■ WORK TO COMPLETE: Please turn the material from the line with "query: wooden table top" to the line with "(255, 345), (349, 356)", both included, into a numbered list with blank lines left out.

■ RECORDS SHOWN:
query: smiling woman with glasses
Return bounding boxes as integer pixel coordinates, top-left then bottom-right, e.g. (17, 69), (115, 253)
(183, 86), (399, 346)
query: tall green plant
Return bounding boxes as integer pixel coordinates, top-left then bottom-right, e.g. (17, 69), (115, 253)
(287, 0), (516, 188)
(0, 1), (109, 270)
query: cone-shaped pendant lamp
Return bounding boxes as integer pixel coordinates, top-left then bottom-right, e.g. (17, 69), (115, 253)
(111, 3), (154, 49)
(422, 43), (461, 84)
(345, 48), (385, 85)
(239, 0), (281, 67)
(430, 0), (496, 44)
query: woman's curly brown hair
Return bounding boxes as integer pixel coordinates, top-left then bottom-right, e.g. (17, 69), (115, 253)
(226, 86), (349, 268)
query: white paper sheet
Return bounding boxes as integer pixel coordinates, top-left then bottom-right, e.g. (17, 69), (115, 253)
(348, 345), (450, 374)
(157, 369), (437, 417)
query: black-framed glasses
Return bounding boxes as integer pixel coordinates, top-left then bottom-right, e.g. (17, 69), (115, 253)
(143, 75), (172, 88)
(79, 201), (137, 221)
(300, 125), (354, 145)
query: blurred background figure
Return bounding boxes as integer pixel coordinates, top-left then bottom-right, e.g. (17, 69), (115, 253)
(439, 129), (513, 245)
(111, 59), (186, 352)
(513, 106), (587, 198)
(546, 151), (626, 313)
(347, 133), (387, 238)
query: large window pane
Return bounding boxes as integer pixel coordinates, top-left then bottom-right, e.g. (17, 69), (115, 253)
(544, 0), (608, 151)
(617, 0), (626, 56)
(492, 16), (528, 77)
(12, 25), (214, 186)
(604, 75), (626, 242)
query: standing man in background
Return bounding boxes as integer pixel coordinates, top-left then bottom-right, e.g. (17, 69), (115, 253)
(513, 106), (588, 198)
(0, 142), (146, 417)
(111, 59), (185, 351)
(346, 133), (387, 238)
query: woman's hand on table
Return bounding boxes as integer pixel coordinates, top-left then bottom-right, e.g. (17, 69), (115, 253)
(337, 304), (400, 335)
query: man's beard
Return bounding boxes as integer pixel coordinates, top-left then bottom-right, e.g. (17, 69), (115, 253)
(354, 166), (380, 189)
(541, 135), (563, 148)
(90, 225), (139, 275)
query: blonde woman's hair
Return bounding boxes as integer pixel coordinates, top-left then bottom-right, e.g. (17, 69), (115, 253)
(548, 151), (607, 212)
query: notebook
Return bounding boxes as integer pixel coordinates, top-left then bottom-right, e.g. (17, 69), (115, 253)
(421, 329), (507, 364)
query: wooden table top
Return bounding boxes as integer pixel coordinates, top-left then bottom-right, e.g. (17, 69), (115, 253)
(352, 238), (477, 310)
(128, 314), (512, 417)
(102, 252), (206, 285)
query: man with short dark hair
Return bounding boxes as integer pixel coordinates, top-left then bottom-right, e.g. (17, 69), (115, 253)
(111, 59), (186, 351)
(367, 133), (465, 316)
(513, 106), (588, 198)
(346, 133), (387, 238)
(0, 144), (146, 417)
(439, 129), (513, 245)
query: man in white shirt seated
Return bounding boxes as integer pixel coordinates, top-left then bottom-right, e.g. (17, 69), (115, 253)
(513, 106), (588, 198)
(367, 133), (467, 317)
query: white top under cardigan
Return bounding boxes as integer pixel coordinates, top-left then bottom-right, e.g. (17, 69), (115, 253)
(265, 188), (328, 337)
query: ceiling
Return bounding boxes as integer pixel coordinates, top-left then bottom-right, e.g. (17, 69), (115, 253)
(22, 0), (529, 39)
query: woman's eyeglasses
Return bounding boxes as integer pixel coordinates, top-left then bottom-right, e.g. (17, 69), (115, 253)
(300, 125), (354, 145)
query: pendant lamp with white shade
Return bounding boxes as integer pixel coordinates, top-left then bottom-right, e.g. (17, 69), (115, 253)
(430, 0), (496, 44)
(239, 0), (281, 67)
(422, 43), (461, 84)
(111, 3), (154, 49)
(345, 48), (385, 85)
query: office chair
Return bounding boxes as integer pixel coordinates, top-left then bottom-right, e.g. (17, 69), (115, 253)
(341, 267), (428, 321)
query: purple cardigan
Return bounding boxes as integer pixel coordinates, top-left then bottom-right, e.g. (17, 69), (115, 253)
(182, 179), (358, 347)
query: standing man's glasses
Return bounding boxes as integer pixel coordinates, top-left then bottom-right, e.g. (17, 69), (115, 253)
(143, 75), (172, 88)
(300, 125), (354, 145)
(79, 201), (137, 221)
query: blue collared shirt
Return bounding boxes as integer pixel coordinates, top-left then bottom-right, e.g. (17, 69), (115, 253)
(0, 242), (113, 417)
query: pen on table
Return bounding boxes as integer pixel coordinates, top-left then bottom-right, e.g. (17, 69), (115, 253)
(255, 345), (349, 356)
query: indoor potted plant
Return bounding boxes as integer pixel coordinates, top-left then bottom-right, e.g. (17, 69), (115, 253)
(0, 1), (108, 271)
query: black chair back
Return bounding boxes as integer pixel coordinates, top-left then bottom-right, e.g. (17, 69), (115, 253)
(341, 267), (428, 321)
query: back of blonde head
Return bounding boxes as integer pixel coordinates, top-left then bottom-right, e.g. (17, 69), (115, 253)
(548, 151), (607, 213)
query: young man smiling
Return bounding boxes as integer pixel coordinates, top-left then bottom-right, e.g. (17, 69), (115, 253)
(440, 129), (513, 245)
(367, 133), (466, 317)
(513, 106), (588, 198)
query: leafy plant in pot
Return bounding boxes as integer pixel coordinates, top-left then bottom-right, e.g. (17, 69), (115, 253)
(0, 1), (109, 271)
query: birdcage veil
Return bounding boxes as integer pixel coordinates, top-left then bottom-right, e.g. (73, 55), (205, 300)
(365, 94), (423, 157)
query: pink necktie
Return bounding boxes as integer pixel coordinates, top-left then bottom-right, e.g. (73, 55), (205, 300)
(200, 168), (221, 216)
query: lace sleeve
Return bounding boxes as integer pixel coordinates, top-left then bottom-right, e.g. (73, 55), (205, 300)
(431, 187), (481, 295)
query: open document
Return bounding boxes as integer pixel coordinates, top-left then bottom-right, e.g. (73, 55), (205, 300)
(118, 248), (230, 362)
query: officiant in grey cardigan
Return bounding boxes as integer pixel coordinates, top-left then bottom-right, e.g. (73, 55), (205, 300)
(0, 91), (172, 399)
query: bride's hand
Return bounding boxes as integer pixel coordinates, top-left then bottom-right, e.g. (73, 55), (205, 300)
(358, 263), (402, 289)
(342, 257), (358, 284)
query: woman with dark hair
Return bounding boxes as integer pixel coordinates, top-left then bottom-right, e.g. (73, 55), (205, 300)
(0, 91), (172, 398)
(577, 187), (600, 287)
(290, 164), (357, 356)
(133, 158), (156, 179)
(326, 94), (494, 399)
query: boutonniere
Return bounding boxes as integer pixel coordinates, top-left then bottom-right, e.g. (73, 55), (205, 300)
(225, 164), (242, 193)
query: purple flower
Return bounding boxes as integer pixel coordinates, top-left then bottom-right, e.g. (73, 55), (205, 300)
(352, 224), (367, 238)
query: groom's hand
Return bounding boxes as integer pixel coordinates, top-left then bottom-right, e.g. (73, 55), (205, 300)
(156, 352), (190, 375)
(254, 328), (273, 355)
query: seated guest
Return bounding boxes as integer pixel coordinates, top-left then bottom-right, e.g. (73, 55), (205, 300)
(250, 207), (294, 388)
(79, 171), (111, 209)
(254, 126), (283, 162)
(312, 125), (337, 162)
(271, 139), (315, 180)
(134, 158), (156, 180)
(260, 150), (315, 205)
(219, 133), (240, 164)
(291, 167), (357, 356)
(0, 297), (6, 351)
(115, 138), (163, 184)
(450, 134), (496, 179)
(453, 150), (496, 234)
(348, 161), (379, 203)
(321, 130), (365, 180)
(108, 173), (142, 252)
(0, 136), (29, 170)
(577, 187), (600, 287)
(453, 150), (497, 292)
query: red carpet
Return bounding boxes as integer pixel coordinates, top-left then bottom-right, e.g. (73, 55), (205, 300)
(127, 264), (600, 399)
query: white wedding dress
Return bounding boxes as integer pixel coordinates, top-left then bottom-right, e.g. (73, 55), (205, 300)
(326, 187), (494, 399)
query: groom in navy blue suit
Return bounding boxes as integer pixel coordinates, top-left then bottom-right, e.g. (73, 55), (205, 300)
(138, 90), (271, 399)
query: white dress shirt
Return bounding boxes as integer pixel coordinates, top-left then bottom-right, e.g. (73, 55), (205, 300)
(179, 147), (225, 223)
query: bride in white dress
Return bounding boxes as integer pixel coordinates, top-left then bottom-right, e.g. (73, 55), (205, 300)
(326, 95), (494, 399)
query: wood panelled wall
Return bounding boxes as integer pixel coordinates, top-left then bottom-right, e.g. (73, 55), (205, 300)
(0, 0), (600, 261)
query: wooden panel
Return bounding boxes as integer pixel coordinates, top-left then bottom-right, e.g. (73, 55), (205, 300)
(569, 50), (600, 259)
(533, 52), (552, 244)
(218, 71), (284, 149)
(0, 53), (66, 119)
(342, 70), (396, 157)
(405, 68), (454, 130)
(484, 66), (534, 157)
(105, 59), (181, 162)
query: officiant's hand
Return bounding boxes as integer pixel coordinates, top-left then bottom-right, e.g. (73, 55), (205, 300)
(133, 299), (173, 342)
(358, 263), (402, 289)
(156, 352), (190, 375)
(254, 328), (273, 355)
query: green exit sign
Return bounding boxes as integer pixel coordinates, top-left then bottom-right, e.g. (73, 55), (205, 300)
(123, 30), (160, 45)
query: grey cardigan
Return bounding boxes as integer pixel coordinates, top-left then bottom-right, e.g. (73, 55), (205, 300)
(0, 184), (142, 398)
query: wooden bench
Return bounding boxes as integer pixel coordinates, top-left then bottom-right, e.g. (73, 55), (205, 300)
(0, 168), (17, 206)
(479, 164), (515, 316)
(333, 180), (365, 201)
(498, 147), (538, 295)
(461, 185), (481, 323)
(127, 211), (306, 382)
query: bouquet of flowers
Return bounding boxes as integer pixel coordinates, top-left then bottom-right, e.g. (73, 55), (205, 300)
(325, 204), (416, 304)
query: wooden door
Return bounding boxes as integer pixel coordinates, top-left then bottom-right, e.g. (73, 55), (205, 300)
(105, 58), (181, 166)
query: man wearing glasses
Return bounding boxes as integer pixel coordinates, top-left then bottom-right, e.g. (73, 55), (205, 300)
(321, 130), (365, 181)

■ EXERCISE ANSWER:
1. query: wooden table top
2. Return bounding boxes as integer pixel coordinates, top-left then bottom-right, e.g. (17, 69), (115, 253)
3. (352, 238), (477, 310)
4. (128, 314), (512, 417)
5. (102, 252), (206, 285)
6. query: man with short dark hair
7. Return bounding boxes as integer pixel coordinates, top-left then bottom-right, e.g. (17, 69), (115, 253)
8. (111, 59), (186, 351)
9. (367, 133), (465, 316)
10. (513, 106), (588, 198)
11. (346, 133), (387, 238)
12. (0, 144), (146, 417)
13. (439, 129), (513, 245)
14. query: man in white shirt seated
15. Return bounding boxes as integer pixel coordinates, top-left then bottom-right, e.g. (17, 69), (115, 253)
16. (513, 106), (588, 198)
17. (367, 133), (467, 317)
18. query: white top under cardigan
19. Return bounding boxes as integer pixel coordinates, top-left then bottom-right, e.g. (17, 69), (115, 253)
20. (265, 188), (328, 337)
21. query: ceiling
22. Return bounding boxes as integer pixel coordinates, top-left then bottom-right, e.g. (17, 69), (115, 253)
23. (22, 0), (529, 39)
24. query: woman's eyeglasses
25. Return bounding boxes as integer pixel coordinates, top-left then bottom-right, e.g. (17, 69), (115, 253)
26. (300, 125), (354, 145)
27. query: pendant lamp with white shade
28. Return bounding boxes as integer pixel coordinates, top-left then bottom-right, e.g. (17, 69), (115, 253)
29. (430, 0), (496, 44)
30. (239, 0), (281, 67)
31. (422, 43), (461, 84)
32. (111, 3), (154, 49)
33. (345, 48), (385, 85)
34. query: office chair
35. Return bounding boxes as integer pixel coordinates, top-left then bottom-right, e.g. (17, 69), (115, 253)
36. (341, 267), (428, 321)
37. query: purple cardigan
38. Return bounding boxes as integer pixel coordinates, top-left then bottom-right, e.g. (17, 69), (115, 253)
39. (182, 179), (358, 347)
40. query: standing man's glasses
41. Return bounding boxes as integer pixel coordinates, top-left then bottom-right, e.g. (17, 69), (115, 253)
42. (143, 75), (172, 88)
43. (300, 125), (354, 145)
44. (79, 201), (137, 221)
45. query: blue collared shirt
46. Return bounding boxes as integer pixel coordinates, top-left then bottom-right, e.g. (17, 69), (115, 253)
47. (0, 242), (113, 417)
48. query: pen on table
49. Return bounding boxes as integer pixel coordinates, top-left then bottom-right, e.g. (17, 69), (115, 253)
50. (255, 345), (349, 356)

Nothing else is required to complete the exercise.